### Your objective
Reproduce only the lines between the one containing "Return one point per instance of the light-colored" and the one containing "x=115, y=16", inclusive. Change "necktie" to "bow tie" and keep everything else the same.

### Data records
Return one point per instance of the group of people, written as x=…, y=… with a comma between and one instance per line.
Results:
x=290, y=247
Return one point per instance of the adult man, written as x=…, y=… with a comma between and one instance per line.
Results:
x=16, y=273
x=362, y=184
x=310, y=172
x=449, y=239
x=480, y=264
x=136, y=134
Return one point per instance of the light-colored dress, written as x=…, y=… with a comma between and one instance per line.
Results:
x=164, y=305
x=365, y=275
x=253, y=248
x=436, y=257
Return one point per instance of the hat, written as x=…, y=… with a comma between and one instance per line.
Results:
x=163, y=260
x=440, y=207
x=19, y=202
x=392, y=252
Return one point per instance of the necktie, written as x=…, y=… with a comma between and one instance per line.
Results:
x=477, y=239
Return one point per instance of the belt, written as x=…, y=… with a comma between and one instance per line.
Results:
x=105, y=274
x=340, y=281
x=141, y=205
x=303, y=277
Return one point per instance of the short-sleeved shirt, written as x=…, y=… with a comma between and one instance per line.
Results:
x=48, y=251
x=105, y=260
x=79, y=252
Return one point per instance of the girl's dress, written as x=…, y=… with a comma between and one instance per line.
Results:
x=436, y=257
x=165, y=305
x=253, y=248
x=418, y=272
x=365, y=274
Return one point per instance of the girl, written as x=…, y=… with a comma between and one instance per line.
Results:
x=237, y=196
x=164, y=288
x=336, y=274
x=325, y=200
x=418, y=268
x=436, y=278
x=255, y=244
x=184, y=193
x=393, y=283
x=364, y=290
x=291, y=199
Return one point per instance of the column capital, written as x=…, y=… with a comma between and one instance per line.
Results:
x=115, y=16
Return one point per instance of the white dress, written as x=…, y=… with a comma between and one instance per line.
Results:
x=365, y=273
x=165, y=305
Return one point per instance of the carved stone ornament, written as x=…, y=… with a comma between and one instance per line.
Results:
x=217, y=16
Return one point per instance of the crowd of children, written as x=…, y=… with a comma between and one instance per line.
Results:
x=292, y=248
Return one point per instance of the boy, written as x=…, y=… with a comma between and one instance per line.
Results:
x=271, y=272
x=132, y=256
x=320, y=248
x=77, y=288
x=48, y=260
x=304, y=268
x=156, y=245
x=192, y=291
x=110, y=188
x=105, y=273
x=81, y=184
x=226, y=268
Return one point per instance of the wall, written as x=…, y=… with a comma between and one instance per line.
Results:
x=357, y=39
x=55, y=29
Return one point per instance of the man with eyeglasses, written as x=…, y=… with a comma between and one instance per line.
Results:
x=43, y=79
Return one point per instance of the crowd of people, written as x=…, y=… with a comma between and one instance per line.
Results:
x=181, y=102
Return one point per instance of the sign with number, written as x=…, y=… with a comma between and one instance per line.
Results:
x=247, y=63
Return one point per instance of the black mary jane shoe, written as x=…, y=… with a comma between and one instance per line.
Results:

### The reply
Return one point per instance of the light-colored dress, written as x=…, y=… with a comma between and one instance per line.
Results:
x=164, y=305
x=365, y=275
x=253, y=248
x=436, y=257
Return one point per instance of the hat, written as x=…, y=… with a comma between and one instance per line.
Results:
x=163, y=260
x=440, y=207
x=19, y=202
x=392, y=252
Return one point per instance of the bow tie, written as x=…, y=… with a comma between and one instance per line.
Results:
x=477, y=239
Return one point per instance of the belt, written as x=…, y=… with a comma between and one instance per line.
Results:
x=105, y=274
x=340, y=281
x=141, y=205
x=303, y=277
Return one point per instance of the short-sleeved shirt, written as x=…, y=… with a comma between and one instance per line.
Results:
x=48, y=251
x=105, y=260
x=79, y=252
Return one point per instance of the girl's dress, written as x=…, y=… with a comma between and one instance per line.
Results:
x=436, y=257
x=165, y=305
x=253, y=248
x=418, y=272
x=365, y=274
Return one point per instance of the girl, written as x=…, y=… with a comma between and one instance per line.
Results:
x=237, y=196
x=164, y=288
x=336, y=274
x=325, y=200
x=418, y=268
x=436, y=278
x=255, y=244
x=184, y=193
x=393, y=283
x=364, y=290
x=291, y=199
Return one point per instance of the column capital, written as x=…, y=… with a comma between and one instance per line.
Results:
x=115, y=16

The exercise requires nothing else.